##### Material for the task #####
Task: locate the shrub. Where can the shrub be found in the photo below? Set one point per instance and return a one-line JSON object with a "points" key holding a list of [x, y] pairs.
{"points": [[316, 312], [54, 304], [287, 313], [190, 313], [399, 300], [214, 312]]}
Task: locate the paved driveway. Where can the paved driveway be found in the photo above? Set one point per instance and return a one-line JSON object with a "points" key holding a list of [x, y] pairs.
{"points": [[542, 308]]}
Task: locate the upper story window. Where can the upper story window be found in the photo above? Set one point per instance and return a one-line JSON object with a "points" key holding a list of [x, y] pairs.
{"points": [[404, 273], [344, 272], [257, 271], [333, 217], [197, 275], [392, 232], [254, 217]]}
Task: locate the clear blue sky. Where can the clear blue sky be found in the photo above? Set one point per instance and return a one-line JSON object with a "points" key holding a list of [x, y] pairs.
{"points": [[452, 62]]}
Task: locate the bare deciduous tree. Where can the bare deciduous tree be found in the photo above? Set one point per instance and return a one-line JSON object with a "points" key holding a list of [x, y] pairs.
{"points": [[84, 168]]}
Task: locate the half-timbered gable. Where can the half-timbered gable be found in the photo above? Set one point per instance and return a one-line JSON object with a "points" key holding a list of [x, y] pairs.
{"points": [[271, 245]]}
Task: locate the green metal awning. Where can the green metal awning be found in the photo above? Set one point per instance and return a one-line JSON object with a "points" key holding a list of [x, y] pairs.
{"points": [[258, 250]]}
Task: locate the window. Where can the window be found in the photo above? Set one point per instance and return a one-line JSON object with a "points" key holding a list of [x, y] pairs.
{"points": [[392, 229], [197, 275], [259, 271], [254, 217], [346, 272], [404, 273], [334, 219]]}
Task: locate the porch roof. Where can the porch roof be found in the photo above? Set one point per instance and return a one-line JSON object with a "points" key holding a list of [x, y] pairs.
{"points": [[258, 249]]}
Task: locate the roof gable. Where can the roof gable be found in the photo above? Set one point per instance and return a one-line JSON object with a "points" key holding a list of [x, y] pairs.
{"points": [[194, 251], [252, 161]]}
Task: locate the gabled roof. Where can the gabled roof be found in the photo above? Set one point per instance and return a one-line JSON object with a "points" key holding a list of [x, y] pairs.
#####
> **Set problem**: Retype the whole listing, matching it exactly.

> **Task answer**:
Task: locate the shrub. Where can the shrub be found in the photo below? Set one point per instance and return a one-line JSON object with a "points" key holding a list of [x, y] pairs.
{"points": [[316, 312], [54, 304], [287, 313], [190, 313], [399, 300], [214, 312]]}
Task: locate the paved driveway. Where can the paved driveway be found in the photo above? Set one point per instance and return a one-line JSON object with a "points" key holding a list of [x, y] pairs.
{"points": [[542, 308]]}
Task: locate the upper story window. Where can the upper story window be found in the photo above? Set one point per instance and return a one-line JSON object with a "points" key holding a list of [x, y] pairs.
{"points": [[404, 273], [344, 272], [257, 271], [333, 217], [197, 275], [392, 232], [254, 217]]}
Task: locate the clear blue sky. Where can the clear blue sky be found in the photo above? Set one point per instance and return a one-line JSON object with a "points" key holding a list of [x, y] pairs.
{"points": [[452, 62]]}
Task: locate the bare deciduous tree. Where can the bare deciduous tree be found in the photo above? Set one point per instance and return a one-line JSON object with a "points" key holding a list of [x, y] pairs.
{"points": [[84, 168]]}
Task: locate the half-timbered gable. Where can the half-timbered gable be found in the photo above? Set one point per instance and return a one-line JSON object with a "points" key holding a list of [x, y] pairs.
{"points": [[271, 245]]}
Task: locate the green metal awning. Where can the green metal awning be found in the photo above? Set one point per instance and return a one-line JSON object with a "points" key holding a list of [x, y] pairs.
{"points": [[258, 250]]}
Task: locate the window. Where can the window be found in the photo above? Set one point per instance and return a one-line JSON object with a "points" key holding a list of [x, y] pairs.
{"points": [[392, 229], [197, 275], [259, 271], [254, 217], [346, 272], [404, 273], [334, 219]]}
Task: locate the porch roof. Where can the porch roof be found in the photo above? Set one point per instance and return a one-line JSON object with a "points" key holding a list of [x, y] pairs.
{"points": [[258, 249]]}
Task: locate the roof gable. Where can the roof gable be found in the photo above? Set one point per instance and return a one-line JSON object with a "points" key holding a list of [x, y] pairs.
{"points": [[194, 251], [252, 161]]}
Task: locate the gabled roof. Where can the gabled roof be found in the photo above? Set one point per instance and return a one-line JSON object with a "points" key holding a list of [x, y] pairs.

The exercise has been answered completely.